Selected extract:

Friday, March 4, 2011

Glory, Glory, Hallelujah!

"We failed to make orbit," Omar Baez, NASA's launch director, said at a news conference. "All indications are that the satellite and the rocket are in the southern Pacific Ocean somewhere."




424 million dollars into the drink, and the best we get is it's in the ocean "somewhere"?

Thankfully, no one knows how big $424,000,000 is anymore--other than it's a lot of money. And since no one trusts science anyway, a little more data on global climate would just get ignored.

But for almost a half billion dollars, seems fair to ask just where the sucker landed. Heck, a $99 GPS can tell you that.





The photo is from World Weblog Whizz.

3 comments:

Anonymous said...

Not once it gets wet. Maybe they need to build in an epirb on all these items. But then someone would complain about the expense of a $300 unnecessary piece of equipment, not to mention the extra fuel to launch the extra 200 grams.
Anyway, we're not getting the money back, unless it had comprehensive coverage. I think NASA only purchases collision. With a huge deductible. They have a lot of points on their license.

doyle said...

Dear Anonymous,

Good points, but surely we could hire an intern to plot GPS points every 5 microseconds, then send the Coast Guard on a mission to the last plotted point.

As far as points, I believe NASA used the Texas courts to expunge those Shuttle, um, incidents, using the GW Bush precedent.

I watched a child slowly die as her heart failed. She was not a citizen, and her parents could not afford a transplant, her only shot at survival. This is not apocryphal, her medical records sit in a storage warehouse somewhere.

Maybe someday an archaeologist will unearth those records (good luck, we can barely find archived charts today) and ponder how an advanced civilization could justify shooting metal up into space while its young languished underneath the rocket's red glare.

doyle said...

ANd one more point--I like the idea of EPIRB's on the ships, but their track record here off the coast of Jersey has been shaky.

Tasks for this exercise:
a) Reproduce the blog post on the failed launch word for word, from "Anonymous said..." up to and including "GW Bush precedent.".
b) According to the blog post on the failed launch, what position did Omar Baez hold at NASA?

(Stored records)
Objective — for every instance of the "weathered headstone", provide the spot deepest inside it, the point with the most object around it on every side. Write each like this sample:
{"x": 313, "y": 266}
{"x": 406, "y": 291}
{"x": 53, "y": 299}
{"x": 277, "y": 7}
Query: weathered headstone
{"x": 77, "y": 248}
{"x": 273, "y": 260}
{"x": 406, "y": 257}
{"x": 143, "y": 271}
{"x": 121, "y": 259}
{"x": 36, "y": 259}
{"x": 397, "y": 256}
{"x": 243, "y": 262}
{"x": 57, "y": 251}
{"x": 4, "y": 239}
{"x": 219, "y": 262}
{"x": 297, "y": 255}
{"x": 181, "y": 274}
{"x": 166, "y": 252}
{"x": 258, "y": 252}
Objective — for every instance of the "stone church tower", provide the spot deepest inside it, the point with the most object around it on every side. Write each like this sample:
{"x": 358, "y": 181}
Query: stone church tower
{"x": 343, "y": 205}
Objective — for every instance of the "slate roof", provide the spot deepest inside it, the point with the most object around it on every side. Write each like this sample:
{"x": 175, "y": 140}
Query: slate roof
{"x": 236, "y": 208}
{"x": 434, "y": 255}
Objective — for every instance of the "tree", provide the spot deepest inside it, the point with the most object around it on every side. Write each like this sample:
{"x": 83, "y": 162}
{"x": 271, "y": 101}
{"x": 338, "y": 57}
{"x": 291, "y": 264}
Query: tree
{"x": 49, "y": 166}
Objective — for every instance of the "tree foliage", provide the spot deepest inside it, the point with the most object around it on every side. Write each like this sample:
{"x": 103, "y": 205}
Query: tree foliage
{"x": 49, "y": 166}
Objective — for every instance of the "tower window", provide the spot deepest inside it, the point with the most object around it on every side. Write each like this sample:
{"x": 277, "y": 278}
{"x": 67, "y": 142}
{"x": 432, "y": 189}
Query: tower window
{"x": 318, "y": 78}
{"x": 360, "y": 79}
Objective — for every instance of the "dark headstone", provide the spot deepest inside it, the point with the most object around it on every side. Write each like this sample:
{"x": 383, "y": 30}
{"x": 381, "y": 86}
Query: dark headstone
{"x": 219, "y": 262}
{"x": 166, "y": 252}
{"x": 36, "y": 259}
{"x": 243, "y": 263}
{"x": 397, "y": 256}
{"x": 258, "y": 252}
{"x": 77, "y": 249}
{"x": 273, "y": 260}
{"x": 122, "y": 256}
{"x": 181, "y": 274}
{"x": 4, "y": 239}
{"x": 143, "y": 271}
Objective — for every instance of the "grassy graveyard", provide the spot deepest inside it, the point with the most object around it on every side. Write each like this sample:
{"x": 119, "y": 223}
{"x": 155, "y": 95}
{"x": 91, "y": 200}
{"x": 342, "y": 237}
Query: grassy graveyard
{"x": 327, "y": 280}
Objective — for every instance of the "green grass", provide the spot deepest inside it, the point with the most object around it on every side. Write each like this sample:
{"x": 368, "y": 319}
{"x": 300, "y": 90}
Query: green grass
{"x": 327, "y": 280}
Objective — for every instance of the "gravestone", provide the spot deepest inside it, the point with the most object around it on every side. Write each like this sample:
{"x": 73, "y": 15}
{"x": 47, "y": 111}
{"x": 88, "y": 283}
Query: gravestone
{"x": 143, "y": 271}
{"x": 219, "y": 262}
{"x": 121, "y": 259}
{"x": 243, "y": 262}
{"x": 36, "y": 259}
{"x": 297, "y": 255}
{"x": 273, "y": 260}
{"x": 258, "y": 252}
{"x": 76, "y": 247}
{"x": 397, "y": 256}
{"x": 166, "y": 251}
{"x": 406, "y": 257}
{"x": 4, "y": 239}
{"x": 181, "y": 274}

Per-task outputs:
a)
Anonymous said...

Not once it gets wet. Maybe they need to build in an epirb on all these items. But then someone would complain about the expense of a $300 unnecessary piece of equipment, not to mention the extra fuel to launch the extra 200 grams.
Anyway, we're not getting the money back, unless it had comprehensive coverage. I think NASA only purchases collision. With a huge deductible. They have a lot of points on their license.

doyle said...

Dear Anonymous,

Good points, but surely we could hire an intern to plot GPS points every 5 microseconds, then send the Coast Guard on a mission to the last plotted point.

As far as points, I believe NASA used the Texas courts to expunge those Shuttle, um, incidents, using the GW Bush precedent.

b) He was NASA's launch director.